* **Instructions for the task**
When "gray" occurs in a line of the material, copy that line.
:::::
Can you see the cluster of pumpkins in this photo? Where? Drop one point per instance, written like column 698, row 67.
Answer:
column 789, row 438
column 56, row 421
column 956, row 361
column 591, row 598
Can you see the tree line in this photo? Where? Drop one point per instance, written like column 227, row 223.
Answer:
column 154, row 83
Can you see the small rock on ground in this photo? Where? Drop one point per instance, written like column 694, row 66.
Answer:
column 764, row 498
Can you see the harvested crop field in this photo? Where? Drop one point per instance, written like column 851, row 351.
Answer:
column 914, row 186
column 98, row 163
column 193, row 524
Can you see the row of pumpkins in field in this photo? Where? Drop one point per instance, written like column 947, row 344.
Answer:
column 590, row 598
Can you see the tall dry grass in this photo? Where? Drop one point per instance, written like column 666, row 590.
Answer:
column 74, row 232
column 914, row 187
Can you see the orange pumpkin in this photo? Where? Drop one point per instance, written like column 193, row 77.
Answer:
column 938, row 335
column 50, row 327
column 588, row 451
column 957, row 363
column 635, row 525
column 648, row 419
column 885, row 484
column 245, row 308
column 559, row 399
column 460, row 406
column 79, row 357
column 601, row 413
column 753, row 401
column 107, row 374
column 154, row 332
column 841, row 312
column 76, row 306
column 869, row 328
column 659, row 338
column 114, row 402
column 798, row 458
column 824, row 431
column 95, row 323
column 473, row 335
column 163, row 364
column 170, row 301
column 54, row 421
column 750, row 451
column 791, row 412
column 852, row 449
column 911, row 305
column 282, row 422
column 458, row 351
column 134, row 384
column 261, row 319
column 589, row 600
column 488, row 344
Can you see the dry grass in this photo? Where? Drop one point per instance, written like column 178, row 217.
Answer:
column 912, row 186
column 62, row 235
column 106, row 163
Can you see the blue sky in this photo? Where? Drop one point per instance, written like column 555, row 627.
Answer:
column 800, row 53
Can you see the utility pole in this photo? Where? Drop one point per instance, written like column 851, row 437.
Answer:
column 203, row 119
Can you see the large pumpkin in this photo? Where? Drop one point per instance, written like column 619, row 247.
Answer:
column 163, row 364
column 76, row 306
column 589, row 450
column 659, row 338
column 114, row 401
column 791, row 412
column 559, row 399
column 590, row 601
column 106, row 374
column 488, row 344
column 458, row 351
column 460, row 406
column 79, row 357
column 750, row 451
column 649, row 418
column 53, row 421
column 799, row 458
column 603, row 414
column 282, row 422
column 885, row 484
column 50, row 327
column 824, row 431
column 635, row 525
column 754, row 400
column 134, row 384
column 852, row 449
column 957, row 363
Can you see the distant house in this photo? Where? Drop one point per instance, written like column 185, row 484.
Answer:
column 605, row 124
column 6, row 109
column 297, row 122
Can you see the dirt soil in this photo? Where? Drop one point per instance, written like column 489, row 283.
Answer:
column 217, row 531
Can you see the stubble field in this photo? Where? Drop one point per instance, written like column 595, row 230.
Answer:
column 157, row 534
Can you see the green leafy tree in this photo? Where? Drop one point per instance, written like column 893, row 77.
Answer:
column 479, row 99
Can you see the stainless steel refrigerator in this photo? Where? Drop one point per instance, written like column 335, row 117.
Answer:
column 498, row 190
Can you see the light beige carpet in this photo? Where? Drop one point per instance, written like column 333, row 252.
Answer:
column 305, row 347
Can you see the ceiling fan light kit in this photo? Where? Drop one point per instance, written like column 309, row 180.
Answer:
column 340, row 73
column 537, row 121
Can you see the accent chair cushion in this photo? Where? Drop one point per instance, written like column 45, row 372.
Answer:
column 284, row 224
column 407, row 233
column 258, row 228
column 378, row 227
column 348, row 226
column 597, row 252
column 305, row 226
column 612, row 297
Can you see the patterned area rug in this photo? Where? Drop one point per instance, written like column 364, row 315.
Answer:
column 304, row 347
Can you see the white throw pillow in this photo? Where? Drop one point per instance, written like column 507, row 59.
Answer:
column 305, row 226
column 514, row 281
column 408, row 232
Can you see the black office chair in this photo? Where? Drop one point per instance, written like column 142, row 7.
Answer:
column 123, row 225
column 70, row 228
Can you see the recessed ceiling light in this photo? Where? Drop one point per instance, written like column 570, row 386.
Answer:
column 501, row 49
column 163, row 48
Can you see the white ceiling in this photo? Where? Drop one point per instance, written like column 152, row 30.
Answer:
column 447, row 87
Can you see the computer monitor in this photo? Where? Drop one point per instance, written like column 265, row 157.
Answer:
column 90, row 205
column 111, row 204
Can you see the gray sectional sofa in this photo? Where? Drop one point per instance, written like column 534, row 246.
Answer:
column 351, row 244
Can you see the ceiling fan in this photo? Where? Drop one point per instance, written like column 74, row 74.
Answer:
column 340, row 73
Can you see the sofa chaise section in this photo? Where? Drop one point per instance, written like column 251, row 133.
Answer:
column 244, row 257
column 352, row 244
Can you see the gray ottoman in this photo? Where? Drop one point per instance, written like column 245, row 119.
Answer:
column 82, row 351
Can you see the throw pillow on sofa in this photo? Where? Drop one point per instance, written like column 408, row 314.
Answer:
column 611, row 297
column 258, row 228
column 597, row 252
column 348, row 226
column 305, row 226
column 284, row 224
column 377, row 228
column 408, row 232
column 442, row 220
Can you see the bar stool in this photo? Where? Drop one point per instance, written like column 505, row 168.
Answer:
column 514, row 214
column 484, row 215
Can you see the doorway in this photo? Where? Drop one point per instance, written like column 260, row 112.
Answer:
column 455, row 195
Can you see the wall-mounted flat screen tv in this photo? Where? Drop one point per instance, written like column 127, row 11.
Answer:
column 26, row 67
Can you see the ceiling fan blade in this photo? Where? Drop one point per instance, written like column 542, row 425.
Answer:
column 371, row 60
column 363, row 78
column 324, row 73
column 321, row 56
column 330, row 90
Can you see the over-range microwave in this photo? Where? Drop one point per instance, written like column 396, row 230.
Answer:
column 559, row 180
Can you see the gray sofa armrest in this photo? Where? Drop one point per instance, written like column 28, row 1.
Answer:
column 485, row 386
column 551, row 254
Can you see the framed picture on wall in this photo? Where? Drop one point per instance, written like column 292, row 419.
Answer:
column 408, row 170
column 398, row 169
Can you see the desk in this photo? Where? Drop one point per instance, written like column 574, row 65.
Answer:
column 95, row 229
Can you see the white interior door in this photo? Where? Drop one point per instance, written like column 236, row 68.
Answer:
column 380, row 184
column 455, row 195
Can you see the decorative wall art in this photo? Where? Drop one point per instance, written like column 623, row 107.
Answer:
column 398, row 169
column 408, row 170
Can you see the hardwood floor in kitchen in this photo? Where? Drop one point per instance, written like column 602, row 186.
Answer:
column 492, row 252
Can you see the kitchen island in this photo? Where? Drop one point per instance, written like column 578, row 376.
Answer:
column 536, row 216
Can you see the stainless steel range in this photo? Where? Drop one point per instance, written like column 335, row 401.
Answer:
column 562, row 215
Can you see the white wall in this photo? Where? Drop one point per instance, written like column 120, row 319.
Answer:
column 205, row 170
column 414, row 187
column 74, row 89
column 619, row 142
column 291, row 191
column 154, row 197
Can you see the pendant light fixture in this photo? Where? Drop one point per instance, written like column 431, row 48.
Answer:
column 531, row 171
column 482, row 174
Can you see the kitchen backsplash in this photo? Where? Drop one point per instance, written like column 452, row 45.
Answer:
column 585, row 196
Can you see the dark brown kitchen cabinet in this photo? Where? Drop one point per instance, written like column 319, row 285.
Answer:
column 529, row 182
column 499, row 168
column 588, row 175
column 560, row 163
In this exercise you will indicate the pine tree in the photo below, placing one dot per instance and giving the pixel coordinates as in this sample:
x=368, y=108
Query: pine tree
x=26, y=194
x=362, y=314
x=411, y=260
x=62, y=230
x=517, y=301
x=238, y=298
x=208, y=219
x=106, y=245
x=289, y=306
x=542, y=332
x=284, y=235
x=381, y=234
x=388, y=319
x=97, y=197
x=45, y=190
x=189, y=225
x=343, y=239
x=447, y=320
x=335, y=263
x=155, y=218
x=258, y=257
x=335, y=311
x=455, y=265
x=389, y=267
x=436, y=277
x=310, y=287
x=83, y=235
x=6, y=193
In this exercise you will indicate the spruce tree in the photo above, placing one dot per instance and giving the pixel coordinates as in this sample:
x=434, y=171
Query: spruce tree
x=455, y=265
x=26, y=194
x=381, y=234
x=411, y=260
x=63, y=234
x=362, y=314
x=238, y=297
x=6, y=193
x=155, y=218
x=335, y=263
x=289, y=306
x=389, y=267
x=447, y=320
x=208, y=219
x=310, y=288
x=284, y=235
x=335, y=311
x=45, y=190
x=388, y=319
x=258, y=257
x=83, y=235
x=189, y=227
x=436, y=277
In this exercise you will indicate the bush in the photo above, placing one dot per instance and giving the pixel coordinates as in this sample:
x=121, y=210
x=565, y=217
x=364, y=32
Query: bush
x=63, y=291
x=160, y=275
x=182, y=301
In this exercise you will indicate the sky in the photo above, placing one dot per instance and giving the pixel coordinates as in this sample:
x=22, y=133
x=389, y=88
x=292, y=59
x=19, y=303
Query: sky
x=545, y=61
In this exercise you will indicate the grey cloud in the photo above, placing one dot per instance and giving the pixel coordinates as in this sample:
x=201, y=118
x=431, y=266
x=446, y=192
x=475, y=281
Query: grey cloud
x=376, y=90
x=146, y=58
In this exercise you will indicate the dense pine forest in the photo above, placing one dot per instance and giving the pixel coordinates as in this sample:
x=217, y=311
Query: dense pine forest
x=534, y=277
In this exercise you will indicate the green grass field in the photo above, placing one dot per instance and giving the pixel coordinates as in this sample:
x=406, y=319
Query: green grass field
:::::
* **Answer to this exercise**
Can you see the gray sectional sofa in this photo? Where? Drop one point per instance, written like column 534, row 246.
Can you see the gray ottoman in this photo? Where? Drop one point per instance, written like column 245, row 119.
Can you see the gray sofa armrest in this photo? Where? Drop one point per instance, written like column 28, row 1.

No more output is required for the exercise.